Requirement 1: Can you output the records from the line containing "Locate fence post" through the end of the records, inclusive, as a two-column CSV with columns request and answer? Give one row per request, and put each request's text and its answer in a single quoted field with line breaks replaced by spaces.

Source extract:
## BEGIN

Visual Acuity is not "What the eye can see"

What resolution does a display need to have before you can not perceive aliasing? The discussion usually goes something like this:

The human eye has a visual acuity of about 1 arc minute.
If a display has a resolution that exceeds 1 arc minute, it exceeds visual acuity.
Therefore, such a display exceeds the resolution of the human eye. We don’t need to worry about aliasing, and there is no use in having a higher resolution display because they eye can not perceive it.

This argument has a major logical flow: Statement #3 is incorrect. “Visual Acuity” is completely different from “What the eye can see”, also known as Hyperacuity. If you want a display that is so good that it exceeds everything that the eye can do, then you need to exceed Hyperacuity, not Visual Acuity.

Visual Acuity First up, what is visual acuity? It’s the same concept as resolvable resolution. The image from the scene goes through the lens of the eye and gets projected on the retina.

The above image comes from the wikipedia page on Color Blindness. The left shows the distribution of foveal cones in normal vision and the right shows the distribution of a color blind person. But the important thing to note is the spacing of the cones.

## END

Requirement 2: Can you reproduce the passage of the visual acuity text between "Therefore, such a" and "on the retina.", inclusive?

Supplied information:
## BEGIN

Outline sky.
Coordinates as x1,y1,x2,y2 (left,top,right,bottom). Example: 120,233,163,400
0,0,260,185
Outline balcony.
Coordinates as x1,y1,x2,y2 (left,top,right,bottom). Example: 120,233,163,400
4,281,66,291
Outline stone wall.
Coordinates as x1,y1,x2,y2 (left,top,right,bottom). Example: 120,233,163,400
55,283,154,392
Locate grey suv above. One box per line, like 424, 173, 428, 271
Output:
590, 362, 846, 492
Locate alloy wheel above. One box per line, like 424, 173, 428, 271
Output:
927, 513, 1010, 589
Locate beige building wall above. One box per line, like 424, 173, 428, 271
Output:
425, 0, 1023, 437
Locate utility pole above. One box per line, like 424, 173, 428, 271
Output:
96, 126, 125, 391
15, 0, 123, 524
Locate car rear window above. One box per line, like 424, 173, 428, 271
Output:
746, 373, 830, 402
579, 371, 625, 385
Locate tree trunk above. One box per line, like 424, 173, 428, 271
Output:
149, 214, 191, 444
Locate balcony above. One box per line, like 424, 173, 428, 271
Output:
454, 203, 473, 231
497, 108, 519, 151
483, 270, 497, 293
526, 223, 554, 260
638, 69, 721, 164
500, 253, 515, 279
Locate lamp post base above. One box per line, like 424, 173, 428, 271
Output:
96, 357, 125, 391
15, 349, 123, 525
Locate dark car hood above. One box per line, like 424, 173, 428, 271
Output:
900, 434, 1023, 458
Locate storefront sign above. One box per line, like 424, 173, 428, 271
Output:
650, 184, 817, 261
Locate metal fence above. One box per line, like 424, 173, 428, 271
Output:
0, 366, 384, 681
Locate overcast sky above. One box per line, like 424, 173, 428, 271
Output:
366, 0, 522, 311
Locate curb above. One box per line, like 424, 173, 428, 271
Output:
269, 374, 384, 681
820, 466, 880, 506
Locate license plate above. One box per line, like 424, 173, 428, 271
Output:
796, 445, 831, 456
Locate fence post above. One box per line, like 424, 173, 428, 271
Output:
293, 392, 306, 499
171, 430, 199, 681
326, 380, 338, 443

## END

Task response 1:
request,answer
"Locate fence post above. One box per line, like 424, 173, 428, 271 Output:","293, 392, 306, 499 171, 430, 199, 681 326, 380, 338, 443"

Task response 2:
Therefore, such a display exceeds the resolution of the human eye. We don’t need to worry about aliasing, and there is no use in having a higher resolution display because they eye can not perceive it.

This argument has a major logical flow: Statement #3 is incorrect. “Visual Acuity” is completely different from “What the eye can see”, also known as Hyperacuity. If you want a display that is so good that it exceeds everything that the eye can do, then you need to exceed Hyperacuity, not Visual Acuity.

Visual Acuity First up, what is visual acuity? It’s the same concept as resolvable resolution. The image from the scene goes through the lens of the eye and gets projected on the retina.